[Stored data entries]
====================
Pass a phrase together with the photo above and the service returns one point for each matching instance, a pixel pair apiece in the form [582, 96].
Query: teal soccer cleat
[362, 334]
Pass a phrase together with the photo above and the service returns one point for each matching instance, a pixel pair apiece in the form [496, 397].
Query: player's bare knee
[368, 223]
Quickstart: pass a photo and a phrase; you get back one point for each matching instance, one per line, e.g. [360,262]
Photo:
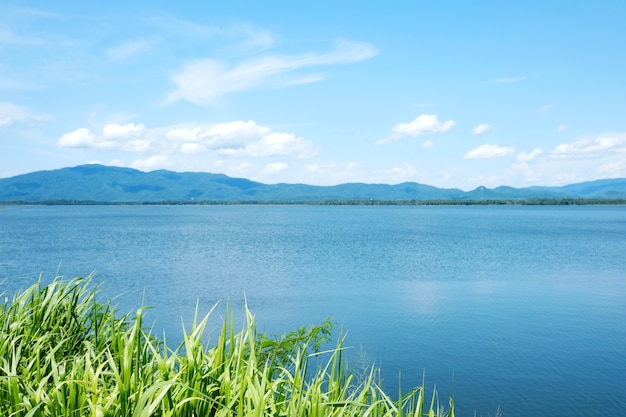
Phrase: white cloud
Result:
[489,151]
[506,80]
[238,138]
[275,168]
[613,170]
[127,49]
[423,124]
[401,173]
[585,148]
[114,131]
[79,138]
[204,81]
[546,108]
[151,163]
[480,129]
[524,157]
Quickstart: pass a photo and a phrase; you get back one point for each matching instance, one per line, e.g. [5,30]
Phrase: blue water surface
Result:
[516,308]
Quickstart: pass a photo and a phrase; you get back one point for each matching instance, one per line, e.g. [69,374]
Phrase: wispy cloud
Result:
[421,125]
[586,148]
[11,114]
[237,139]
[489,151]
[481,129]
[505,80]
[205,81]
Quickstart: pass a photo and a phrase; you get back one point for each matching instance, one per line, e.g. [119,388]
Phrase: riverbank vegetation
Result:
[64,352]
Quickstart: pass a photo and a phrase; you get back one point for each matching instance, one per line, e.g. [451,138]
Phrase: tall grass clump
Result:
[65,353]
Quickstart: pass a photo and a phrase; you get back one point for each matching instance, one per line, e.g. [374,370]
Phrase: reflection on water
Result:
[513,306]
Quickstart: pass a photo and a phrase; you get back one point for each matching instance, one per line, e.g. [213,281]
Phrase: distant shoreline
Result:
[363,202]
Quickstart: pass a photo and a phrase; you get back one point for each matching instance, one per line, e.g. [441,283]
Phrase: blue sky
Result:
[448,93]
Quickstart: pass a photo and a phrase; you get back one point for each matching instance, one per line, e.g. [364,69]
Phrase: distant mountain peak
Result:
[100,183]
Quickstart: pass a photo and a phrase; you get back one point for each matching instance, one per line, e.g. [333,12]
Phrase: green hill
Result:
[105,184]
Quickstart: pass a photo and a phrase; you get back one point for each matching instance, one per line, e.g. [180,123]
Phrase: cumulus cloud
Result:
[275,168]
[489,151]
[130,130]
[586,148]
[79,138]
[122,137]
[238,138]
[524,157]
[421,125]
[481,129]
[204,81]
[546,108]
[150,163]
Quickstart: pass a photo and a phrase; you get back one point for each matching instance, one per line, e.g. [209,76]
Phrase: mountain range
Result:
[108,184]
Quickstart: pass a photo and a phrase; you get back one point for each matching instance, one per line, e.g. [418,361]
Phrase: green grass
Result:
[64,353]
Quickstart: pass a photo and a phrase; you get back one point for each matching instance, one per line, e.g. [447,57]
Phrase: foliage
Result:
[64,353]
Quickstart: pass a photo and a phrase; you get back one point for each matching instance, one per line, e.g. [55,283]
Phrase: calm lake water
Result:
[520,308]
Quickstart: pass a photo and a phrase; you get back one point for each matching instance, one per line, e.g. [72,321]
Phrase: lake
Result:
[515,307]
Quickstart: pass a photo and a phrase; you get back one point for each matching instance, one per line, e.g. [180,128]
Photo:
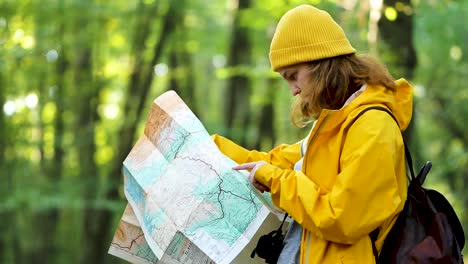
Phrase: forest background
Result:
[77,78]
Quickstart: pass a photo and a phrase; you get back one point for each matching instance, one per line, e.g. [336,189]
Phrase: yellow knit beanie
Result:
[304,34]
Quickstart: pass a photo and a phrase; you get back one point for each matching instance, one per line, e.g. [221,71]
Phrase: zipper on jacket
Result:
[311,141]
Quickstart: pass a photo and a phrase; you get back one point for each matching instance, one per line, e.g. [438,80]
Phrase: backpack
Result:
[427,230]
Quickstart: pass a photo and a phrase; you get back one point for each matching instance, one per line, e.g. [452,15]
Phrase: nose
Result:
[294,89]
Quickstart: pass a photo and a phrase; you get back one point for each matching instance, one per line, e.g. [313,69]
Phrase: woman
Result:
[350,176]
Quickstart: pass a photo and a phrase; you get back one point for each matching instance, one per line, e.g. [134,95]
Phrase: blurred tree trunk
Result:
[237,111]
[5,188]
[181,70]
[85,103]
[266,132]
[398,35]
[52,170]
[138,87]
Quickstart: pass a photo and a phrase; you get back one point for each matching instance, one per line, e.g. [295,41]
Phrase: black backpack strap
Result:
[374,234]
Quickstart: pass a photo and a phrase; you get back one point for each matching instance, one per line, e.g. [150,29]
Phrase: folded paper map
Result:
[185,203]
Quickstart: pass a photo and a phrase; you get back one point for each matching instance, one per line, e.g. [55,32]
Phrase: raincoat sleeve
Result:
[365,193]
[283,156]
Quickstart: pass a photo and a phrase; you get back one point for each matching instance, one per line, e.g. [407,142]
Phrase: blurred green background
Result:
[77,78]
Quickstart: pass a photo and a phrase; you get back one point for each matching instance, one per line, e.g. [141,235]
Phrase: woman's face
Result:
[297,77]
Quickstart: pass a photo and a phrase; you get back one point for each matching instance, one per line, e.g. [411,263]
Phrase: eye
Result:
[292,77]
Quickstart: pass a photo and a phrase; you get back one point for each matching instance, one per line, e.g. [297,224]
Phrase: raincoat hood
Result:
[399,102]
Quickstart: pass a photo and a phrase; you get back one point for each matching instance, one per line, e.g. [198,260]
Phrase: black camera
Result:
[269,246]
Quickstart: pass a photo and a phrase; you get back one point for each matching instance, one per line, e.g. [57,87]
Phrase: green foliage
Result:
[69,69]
====================
▶ [Assigned task]: Wherever an image appears, omit it; copy the rest of the records exactly.

▶ [Reply]:
Pass a phrase together with the photo above and the service returns one point for each matching instance, a pixel pair apiece in the form [582, 96].
Query: teal soccer cleat
[362, 334]
Pass a phrase together with the photo above and the service returns one point for each matching instance, a pixel pair apiece in the form [496, 397].
Query: player's bare knee
[368, 223]
Quickstart: pass a photo and a phrase; you get back one point for each matching instance, one per line, e.g. [360,262]
Photo:
Phrase: white cloud
Result:
[489,151]
[506,80]
[238,138]
[275,168]
[613,170]
[127,49]
[423,124]
[401,173]
[585,148]
[114,131]
[79,138]
[204,81]
[546,108]
[151,163]
[480,129]
[524,157]
Quickstart: pass a photo and a phrase; you get back one point for each matching instance, one per line, e.g. [5,30]
Phrase: blue water surface
Result:
[516,308]
Quickstart: pass a photo and a phrase; you get back one point for each matching instance, one per line, e.g. [69,374]
Phrase: wispy cloud
Result:
[421,125]
[586,148]
[11,114]
[237,139]
[489,151]
[481,129]
[505,80]
[205,81]
Quickstart: pass a photo and a phrase; you get back one point for each matching instance, one per line, e.g. [119,388]
Phrase: riverbank vegetation
Result:
[64,352]
Quickstart: pass a photo and a phrase; you get back one point for each matching instance, one per line, e.g. [451,138]
Phrase: tall grass clump
Result:
[65,353]
Quickstart: pass a photo and a phrase; you get back one point for each matching instance, one per line, e.g. [374,370]
Phrase: reflection on water
Result:
[513,306]
Quickstart: pass a photo and a phrase; you get back one point for each matching instance, one per line, e.g. [213,281]
Phrase: distant shoreline
Result:
[363,202]
Quickstart: pass a photo and a phrase; you get back one point for each matching instance, one per line, e.g. [441,283]
Phrase: blue sky
Result:
[448,93]
Quickstart: pass a photo and a phrase; you get back one point for each matching instance, one per line, e.g. [364,69]
Phrase: distant mountain peak
Result:
[100,183]
Quickstart: pass a photo and a phrase; you get back one point for each matching instance, one per line, e.g. [333,12]
Phrase: green hill
Result:
[105,184]
Quickstart: pass a photo and a phrase; you get back one point for each matching instance, one per line, e.g. [180,123]
Phrase: cumulus cloud
Result:
[275,168]
[489,151]
[130,130]
[586,148]
[79,138]
[122,137]
[238,138]
[524,157]
[421,125]
[481,129]
[204,81]
[546,108]
[150,163]
Quickstart: pass a photo and a phrase; you get back one point for each matching instance, one per line, e.g. [209,76]
Phrase: mountain range
Result:
[108,184]
Quickstart: pass a photo and a phrase; you get back one point for each matching instance, one per line, e.g. [418,361]
Phrase: green grass
Result:
[64,353]
Quickstart: pass a photo and a phrase; you get back one point for each matching instance, one per line, e.g. [447,57]
Phrase: foliage
Result:
[64,353]
Quickstart: pass a photo and a phrase; you get back one point for each matching instance, one per line, e.g. [55,283]
Phrase: calm lake water
Result:
[520,308]
Quickstart: pass a photo and a phrase; you get back one point for each matching instance, one per line, e.g. [72,321]
Phrase: lake
Result:
[515,307]
Quickstart: pass a photo and a phrase; you get back one point for each matching instance, one per line, e.g. [180,128]
Photo:
Phrase: forest background
Result:
[77,78]
Quickstart: pass a photo and a phrase; you get back one point for each matching instance, one per line, e.g. [336,189]
Phrase: yellow knit beanie
Result:
[304,34]
Quickstart: pass a photo and a phrase; you get back one point for each matching instance, one per line, e.g. [221,71]
Phrase: zipper on jacket
Result:
[311,141]
Quickstart: pass a photo and a phrase; you get back one point for each matching instance, one per line, e.g. [438,80]
Phrase: backpack
Result:
[427,230]
Quickstart: pass a photo and a phrase; you get back one point for each matching instance, one per line, e.g. [452,15]
Phrase: nose
Result:
[294,89]
Quickstart: pass a photo and a phrase; you get back one point for each matching instance, one per line, e.g. [313,69]
Phrase: woman
Result:
[350,176]
Quickstart: pass a photo and a phrase; you get back one point for each matching instance, one per line, e.g. [134,95]
Phrase: blurred tree trunk
Result:
[237,111]
[5,188]
[181,70]
[85,103]
[266,132]
[398,35]
[52,170]
[138,87]
Quickstart: pass a photo and a phrase; you get back one point for each matching instance, one per line, e.g. [295,41]
Phrase: black backpack strap
Result:
[374,234]
Quickstart: pass a photo and a phrase; you get back one point for each matching instance, one per line, e.g. [150,29]
Phrase: folded paper map
Result:
[185,203]
Quickstart: pass a photo and a phrase; you get back one point for each matching instance, one per line, e.g. [55,32]
Phrase: raincoat sleeve
Result:
[365,193]
[283,156]
Quickstart: pass a photo and a phrase; you get back one point for each matching instance, one per line, e.g. [407,142]
Phrase: blurred green background
Result:
[77,78]
Quickstart: pass a photo and a phrase; you get back one point for each matching instance, one per line, e.g. [141,235]
Phrase: woman's face
Result:
[297,77]
Quickstart: pass a photo and a phrase; you get back one point for each matching instance, one per line, e.g. [411,263]
Phrase: eye
Result:
[292,77]
Quickstart: pass a photo and a phrase; you get back one point for each matching instance, one per line, e.g. [297,224]
Phrase: raincoat hood
Result:
[399,102]
Quickstart: pass a photo and a phrase; you get back one point for each matching instance, one per line, e.g. [198,260]
Phrase: black camera
Result:
[269,246]
Quickstart: pass a photo and a phrase; you get back one point for each matching instance, one per line, e.g. [57,87]
Phrase: green foliage
Result:
[69,69]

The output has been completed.